Source records

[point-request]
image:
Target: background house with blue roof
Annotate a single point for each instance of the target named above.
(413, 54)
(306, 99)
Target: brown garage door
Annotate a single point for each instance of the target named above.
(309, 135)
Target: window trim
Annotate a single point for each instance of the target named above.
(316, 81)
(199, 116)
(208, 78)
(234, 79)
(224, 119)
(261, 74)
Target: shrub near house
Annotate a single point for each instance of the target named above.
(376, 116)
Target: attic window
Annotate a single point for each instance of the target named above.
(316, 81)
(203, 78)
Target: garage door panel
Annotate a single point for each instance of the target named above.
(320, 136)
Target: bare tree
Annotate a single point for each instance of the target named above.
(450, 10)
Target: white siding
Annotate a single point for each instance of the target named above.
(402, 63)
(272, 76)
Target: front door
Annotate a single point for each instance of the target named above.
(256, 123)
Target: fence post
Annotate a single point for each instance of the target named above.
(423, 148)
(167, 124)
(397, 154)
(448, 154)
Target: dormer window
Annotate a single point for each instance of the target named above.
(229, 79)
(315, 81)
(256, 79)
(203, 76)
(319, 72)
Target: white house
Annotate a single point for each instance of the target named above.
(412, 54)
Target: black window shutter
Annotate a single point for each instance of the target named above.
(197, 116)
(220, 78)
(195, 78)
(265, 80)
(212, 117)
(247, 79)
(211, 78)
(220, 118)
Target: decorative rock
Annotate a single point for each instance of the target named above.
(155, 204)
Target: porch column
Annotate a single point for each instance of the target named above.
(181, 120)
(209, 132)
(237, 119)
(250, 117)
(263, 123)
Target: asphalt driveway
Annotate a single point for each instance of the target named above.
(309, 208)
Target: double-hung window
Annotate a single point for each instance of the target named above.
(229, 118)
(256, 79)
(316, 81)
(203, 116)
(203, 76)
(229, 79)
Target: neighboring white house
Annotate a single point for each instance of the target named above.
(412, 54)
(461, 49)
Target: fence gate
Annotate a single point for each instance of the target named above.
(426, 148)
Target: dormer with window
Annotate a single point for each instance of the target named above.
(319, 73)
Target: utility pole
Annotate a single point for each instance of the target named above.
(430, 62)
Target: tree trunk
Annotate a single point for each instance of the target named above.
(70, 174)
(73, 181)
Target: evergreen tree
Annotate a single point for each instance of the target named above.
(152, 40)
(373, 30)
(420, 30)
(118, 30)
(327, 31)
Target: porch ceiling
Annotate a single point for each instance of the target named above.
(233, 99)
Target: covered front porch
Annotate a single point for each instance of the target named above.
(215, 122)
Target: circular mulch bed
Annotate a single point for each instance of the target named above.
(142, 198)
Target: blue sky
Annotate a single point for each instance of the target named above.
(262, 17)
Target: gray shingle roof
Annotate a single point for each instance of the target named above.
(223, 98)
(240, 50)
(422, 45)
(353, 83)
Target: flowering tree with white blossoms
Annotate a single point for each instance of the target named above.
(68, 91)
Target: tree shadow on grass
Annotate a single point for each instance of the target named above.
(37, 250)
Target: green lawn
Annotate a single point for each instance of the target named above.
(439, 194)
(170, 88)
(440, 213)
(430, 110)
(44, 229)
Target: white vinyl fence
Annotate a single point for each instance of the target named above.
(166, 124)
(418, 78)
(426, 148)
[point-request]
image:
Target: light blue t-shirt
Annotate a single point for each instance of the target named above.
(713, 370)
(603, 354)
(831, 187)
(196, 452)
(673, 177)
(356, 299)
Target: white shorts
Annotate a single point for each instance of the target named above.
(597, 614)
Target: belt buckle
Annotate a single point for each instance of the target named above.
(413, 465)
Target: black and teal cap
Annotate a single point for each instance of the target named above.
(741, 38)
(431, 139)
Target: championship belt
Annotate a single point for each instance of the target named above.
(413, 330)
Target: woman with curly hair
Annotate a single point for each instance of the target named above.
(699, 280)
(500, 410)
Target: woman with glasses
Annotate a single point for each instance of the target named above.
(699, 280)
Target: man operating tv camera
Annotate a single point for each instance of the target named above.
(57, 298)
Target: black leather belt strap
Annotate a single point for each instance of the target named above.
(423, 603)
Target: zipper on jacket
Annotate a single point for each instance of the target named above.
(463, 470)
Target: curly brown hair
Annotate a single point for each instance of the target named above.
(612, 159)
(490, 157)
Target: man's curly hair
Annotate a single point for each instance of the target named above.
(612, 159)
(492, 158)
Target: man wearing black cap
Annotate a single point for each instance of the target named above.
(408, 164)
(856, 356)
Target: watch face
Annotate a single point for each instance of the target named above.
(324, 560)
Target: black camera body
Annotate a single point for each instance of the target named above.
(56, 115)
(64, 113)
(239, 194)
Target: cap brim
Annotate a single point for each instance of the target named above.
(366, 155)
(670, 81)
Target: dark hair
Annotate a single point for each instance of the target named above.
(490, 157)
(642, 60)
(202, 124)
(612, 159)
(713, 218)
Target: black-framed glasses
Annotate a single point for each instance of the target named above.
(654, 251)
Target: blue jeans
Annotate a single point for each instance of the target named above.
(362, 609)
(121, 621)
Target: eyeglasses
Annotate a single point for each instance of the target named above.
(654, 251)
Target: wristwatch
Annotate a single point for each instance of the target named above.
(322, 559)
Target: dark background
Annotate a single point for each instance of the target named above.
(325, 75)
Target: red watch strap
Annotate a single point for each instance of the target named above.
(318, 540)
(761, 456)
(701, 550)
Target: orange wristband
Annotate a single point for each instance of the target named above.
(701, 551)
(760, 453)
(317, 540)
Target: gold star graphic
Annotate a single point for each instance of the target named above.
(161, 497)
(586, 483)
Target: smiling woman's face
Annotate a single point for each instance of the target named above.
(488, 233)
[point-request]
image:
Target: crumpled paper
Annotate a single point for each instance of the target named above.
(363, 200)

__What this task involves__
Repeat each entry word for word.

__Response__
[point-request]
image:
Target: background house with blue roof
Annotate a single point for each instance of the target named above.
(413, 54)
(306, 99)
Target: brown garage door
Annotate a single point for each instance of the target named above.
(309, 135)
Target: window trim
Annotate a single point for each instance of the target named above.
(316, 81)
(199, 116)
(208, 78)
(234, 79)
(224, 119)
(261, 74)
Target: shrub near house
Annotate a single point for each instance of the target named above.
(376, 116)
Target: attic window
Annotate a single point for each instance of the target named above.
(316, 81)
(203, 78)
Target: garage door panel
Annotate a single point for each instance of the target named above.
(320, 136)
Target: bare tree
Annotate a single point for each instance of the target named above.
(450, 10)
Target: white siding
Annotate a single point for each instance of the target named above.
(402, 63)
(272, 76)
Target: front door
Annotate a single point for each instance of the target named above.
(256, 123)
Target: fence post
Annotate a single point for each instance of the target named above.
(423, 148)
(167, 124)
(397, 154)
(448, 154)
Target: dormer window
Annotate a single point for each instance of the target named above.
(229, 79)
(315, 81)
(256, 79)
(203, 76)
(319, 72)
Target: white house
Annotate a single point for each instance of the target named above.
(412, 54)
Target: black window shutter
Annotate a single point for each instance of the target named above.
(197, 116)
(220, 78)
(195, 78)
(265, 80)
(212, 117)
(247, 79)
(211, 78)
(220, 118)
Target: decorative rock
Annotate a single point for each instance of the target named above.
(155, 204)
Target: porch column
Annotate a single point for each instance of the target named above.
(181, 120)
(209, 132)
(237, 119)
(250, 117)
(263, 123)
Target: asphalt driveway
Annotate a single point for each instance of the target named above.
(309, 208)
Target: double-hung window
Annotate a single point for each instance of the target named above.
(229, 118)
(256, 79)
(316, 81)
(203, 116)
(203, 76)
(229, 79)
Target: neighboring white house
Annotate a single point for each instance of the target named above.
(412, 54)
(461, 49)
Target: fence gate
Annotate a single point for each instance of the target named above.
(426, 148)
Target: dormer with window
Annotate a single point for each instance of the target named above.
(319, 73)
Target: utility pole
Annotate a single point for each instance of the target named above.
(430, 62)
Target: tree trunk
Annotate a single point for each instance of the target named above.
(70, 174)
(73, 181)
Target: evergreen tree
Annotate a single point for each instance of the target named above.
(152, 40)
(373, 30)
(420, 30)
(118, 30)
(327, 31)
Target: porch ceiling
Annotate a single point for each instance of the target named above.
(233, 99)
Target: covered front porch
Annotate a single point for each instance of the target named above.
(215, 122)
Target: circular mulch bed
Annotate a single point for each instance of the target named above.
(142, 198)
Target: blue sky
Annotate a single point for each instance of the target named above.
(262, 17)
Target: gray shingle roof
Annotate a single point for each instance of the target named above.
(223, 98)
(240, 50)
(422, 45)
(353, 83)
Target: flowering tree with white blossoms
Annotate a single point for each instance of the target named above.
(68, 91)
Target: tree shadow on grass
Annotate a single point for each instance of the target named above.
(37, 250)
Target: green lawn
Annotate a single point for each instance of the target named above.
(439, 194)
(170, 88)
(440, 213)
(430, 110)
(44, 229)
Target: white vinyl fence
Annotate a single point for each instance of the target named above.
(166, 124)
(418, 78)
(426, 148)
[point-request]
image:
Target: light blue t-shirt
Annotate a single point for each instance of the target named above.
(713, 370)
(603, 354)
(831, 187)
(196, 452)
(673, 177)
(356, 299)
Target: white shorts
Annotate a single point for each instance of the target named above.
(597, 614)
Target: belt buckle
Annotate a single point for each instance of the target named above.
(413, 465)
Target: black and teal cap
Annotate a single point for each instance of the target named above.
(741, 38)
(431, 139)
Target: championship belt
Annotate a single point for each instance of the target named above.
(413, 330)
Target: woman with curly hair
Annotate a single point for each instance of the target named above.
(699, 280)
(500, 410)
Target: woman with glasses
Annotate a single point for each instance of the target named above.
(699, 280)
Target: man operating tv camera
Annotate a single point for each instance of the target named above.
(57, 298)
Target: black leather belt strap
Annotate a single point for each instance of the target named above.
(423, 603)
Target: zipper on jacket
Annotate a single point for each instance of the target named above.
(463, 470)
Target: curly brown hair
Annotate a single point for each instance of the target named above.
(612, 159)
(490, 157)
Target: man's curly hair
Annotate a single point for each instance of the target named above.
(612, 159)
(492, 158)
Target: man wearing black cap
Annotate a single point for each instance of the target named above.
(408, 164)
(856, 356)
Target: watch face
Annotate a single point for each instance of the target named above.
(324, 560)
Target: black camera body
Annotate a single point for each instance of the target named above.
(56, 115)
(64, 113)
(239, 194)
Target: cap brim
Annotate a single point for each instance of the target named above.
(366, 155)
(670, 81)
Target: dark hair
Annotate a single point for each instance of the target named above.
(490, 157)
(642, 60)
(202, 124)
(612, 159)
(713, 218)
Target: black-framed glasses
Annotate a single point for each instance of the target named above.
(654, 251)
Target: blue jeans
Annotate a single point for each instance of the target named above.
(362, 609)
(121, 621)
Target: eyeglasses
Annotate a single point for each instance of the target named above.
(654, 251)
Target: wristwatch
Annotate a single point for each instance of the target named above.
(322, 559)
Target: dark background
Annotate a single point for each instance of the target named above.
(325, 75)
Target: red watch strap
Annotate a single point for each instance of the target named above.
(318, 540)
(761, 456)
(701, 550)
Target: orange wristband
Annotate a single point for each instance of the target named above.
(701, 551)
(760, 453)
(317, 540)
Target: gold star graphic
Annotate a single point for each instance of the target named above.
(161, 497)
(586, 483)
Target: smiling woman's face
Annotate a single point for each instance of the target named above.
(488, 233)
[point-request]
image:
Target: crumpled paper
Annotate a single point for each instance of the target named above.
(363, 200)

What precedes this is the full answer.